■ Set exercise
Make an exact copy of all the material below, apart from the pictures.

■ Entries
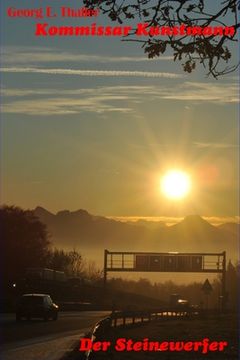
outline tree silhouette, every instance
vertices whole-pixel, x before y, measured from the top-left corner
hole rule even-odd
[[[147,29],[183,24],[190,28],[231,27],[234,31],[222,36],[211,33],[174,36],[170,32],[168,36],[151,34],[144,39],[136,35],[135,27],[123,40],[139,42],[149,58],[173,55],[173,60],[183,62],[188,73],[201,64],[208,75],[217,78],[239,65],[231,58],[240,26],[237,16],[240,0],[84,0],[84,4],[90,9],[99,8],[119,24],[140,21],[147,24]]]
[[[45,225],[32,211],[3,206],[0,224],[4,283],[15,282],[28,267],[45,266],[50,242]]]

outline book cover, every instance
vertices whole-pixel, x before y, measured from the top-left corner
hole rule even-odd
[[[3,359],[237,359],[239,1],[1,3]]]

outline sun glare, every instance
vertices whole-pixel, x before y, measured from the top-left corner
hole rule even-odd
[[[183,199],[189,193],[190,188],[190,177],[181,170],[170,170],[161,179],[161,190],[169,199]]]

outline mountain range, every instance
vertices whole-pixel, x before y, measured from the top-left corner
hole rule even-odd
[[[53,214],[42,207],[34,210],[46,224],[56,247],[73,249],[98,262],[103,250],[149,252],[227,252],[236,261],[240,225],[214,226],[199,215],[186,216],[175,225],[161,221],[149,226],[146,221],[122,222],[89,214],[86,210],[59,211]]]

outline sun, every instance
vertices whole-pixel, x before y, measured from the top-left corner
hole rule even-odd
[[[169,199],[183,199],[190,189],[190,176],[182,170],[170,170],[161,178],[161,190]]]

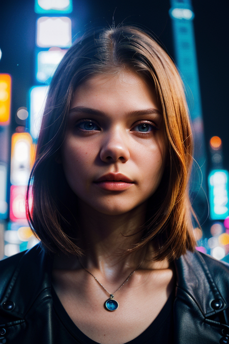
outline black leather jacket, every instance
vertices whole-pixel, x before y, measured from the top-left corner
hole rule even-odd
[[[229,265],[198,252],[175,262],[175,344],[229,343]],[[39,245],[0,262],[0,343],[59,342],[52,323],[52,263]]]

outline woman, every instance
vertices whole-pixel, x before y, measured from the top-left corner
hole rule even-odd
[[[228,266],[194,251],[192,152],[182,83],[150,35],[76,42],[31,174],[41,245],[1,262],[2,342],[229,342]]]

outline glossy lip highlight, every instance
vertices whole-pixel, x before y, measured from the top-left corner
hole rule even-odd
[[[134,185],[134,182],[122,173],[108,173],[95,181],[98,187],[105,190],[121,191]]]

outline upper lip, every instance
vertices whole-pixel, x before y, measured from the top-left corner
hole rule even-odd
[[[116,181],[125,181],[127,183],[133,183],[133,180],[130,179],[129,178],[124,175],[122,173],[107,173],[107,174],[104,174],[104,175],[102,176],[100,178],[98,178],[96,180],[96,182],[99,181],[104,181],[105,180],[109,180],[109,181],[112,181],[112,180]]]

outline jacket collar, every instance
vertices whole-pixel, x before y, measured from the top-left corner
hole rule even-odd
[[[208,260],[210,264],[206,263]],[[179,298],[180,292],[184,291],[197,304],[205,317],[221,312],[227,307],[212,277],[217,279],[219,264],[218,261],[197,251],[194,253],[188,251],[175,261],[176,297]],[[212,273],[208,267],[211,267]],[[218,309],[215,307],[216,302],[221,305]]]
[[[20,258],[8,287],[1,297],[2,309],[23,319],[41,292],[46,292],[46,296],[51,297],[52,262],[52,256],[46,253],[40,245],[26,251]],[[226,308],[225,300],[199,252],[188,252],[175,261],[175,264],[177,298],[179,297],[181,291],[182,293],[184,292],[198,305],[206,317]],[[221,300],[223,306],[218,310],[211,305],[214,300]],[[6,310],[3,304],[9,301],[14,303],[14,308]]]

■ Answer in full
outline tree silhouette, every instance
vertices whole-pixel, x before y, measured from the top-left corner
hole rule even-odd
[[[147,29],[183,24],[190,28],[231,27],[234,31],[222,36],[211,33],[174,36],[170,32],[168,36],[151,34],[144,39],[136,35],[135,27],[123,40],[139,42],[149,58],[173,55],[173,60],[183,62],[188,73],[201,64],[208,75],[217,78],[239,65],[231,58],[240,26],[237,16],[240,0],[84,0],[84,4],[90,9],[99,8],[119,24],[140,21],[147,24]]]
[[[45,225],[32,211],[3,206],[0,224],[4,283],[15,282],[28,267],[45,266],[50,242]]]

outline book cover, every instance
vertices whole-pixel, x before y, measured from the top-left corner
hole rule even-odd
[[[3,359],[237,359],[239,1],[1,3]]]

outline sun glare, every instance
vertices whole-pixel, x before y, measured from the top-left corner
hole rule even-odd
[[[183,199],[189,193],[190,188],[190,177],[181,170],[170,170],[161,179],[161,190],[169,199]]]

outline mountain range, every instance
vertices whole-pixel, x before y, measured from the top-left corner
hole rule even-odd
[[[53,214],[42,207],[34,210],[46,224],[56,247],[73,249],[98,262],[103,250],[149,252],[227,252],[236,261],[240,225],[214,226],[199,215],[186,216],[175,225],[161,221],[149,226],[146,221],[122,222],[89,214],[86,210],[59,211]]]

outline sun, every instance
vertices whole-pixel, x before y, measured from the top-left corner
hole rule even-odd
[[[169,199],[183,199],[190,189],[190,176],[182,170],[170,170],[161,178],[161,190]]]

outline black leather jacket, every instance
vertices whole-pixel, x before y, measured from the top-left corner
hole rule even-odd
[[[229,265],[198,252],[175,262],[175,344],[229,343]],[[39,245],[0,262],[0,343],[59,342],[52,323],[52,263]]]

outline woman, every instance
vertices whole-pixel, x before y, measured from the top-left corner
hole rule even-odd
[[[228,266],[194,251],[192,152],[182,83],[150,35],[76,42],[31,174],[41,245],[1,262],[2,342],[229,342]]]

outline glossy lip highlight, every instance
vertices whole-pixel, x before y, measured from the top-left corner
hole rule even-odd
[[[134,185],[134,182],[122,173],[108,173],[95,181],[98,187],[105,190],[121,191]]]

outline upper lip, every instance
vertices whole-pixel, x before y, measured from the top-left corner
hole rule even-odd
[[[116,181],[125,181],[127,183],[133,183],[133,180],[130,179],[129,178],[124,175],[122,173],[107,173],[107,174],[104,174],[104,175],[102,176],[100,178],[98,178],[96,180],[96,182],[99,181],[104,181],[105,180],[109,180],[109,181],[112,181],[112,180]]]

outline jacket collar, every instance
vertices whole-pixel, x before y, measured from the top-left corner
hole rule even-odd
[[[208,260],[210,264],[206,263]],[[179,298],[180,292],[184,291],[197,304],[205,317],[221,312],[227,307],[212,277],[217,279],[219,264],[218,261],[197,251],[194,253],[188,251],[175,261],[176,297]],[[212,273],[208,267],[211,267]],[[218,309],[215,307],[216,302],[221,305]]]
[[[20,258],[8,287],[1,297],[2,309],[23,319],[41,292],[46,292],[46,296],[51,297],[52,262],[52,256],[46,253],[40,245],[26,251]],[[226,308],[225,300],[199,252],[188,252],[175,261],[175,264],[177,298],[179,297],[181,291],[182,293],[184,292],[198,305],[206,317]],[[221,300],[223,306],[218,310],[211,305],[214,300]],[[6,310],[3,304],[9,301],[14,303],[14,308]]]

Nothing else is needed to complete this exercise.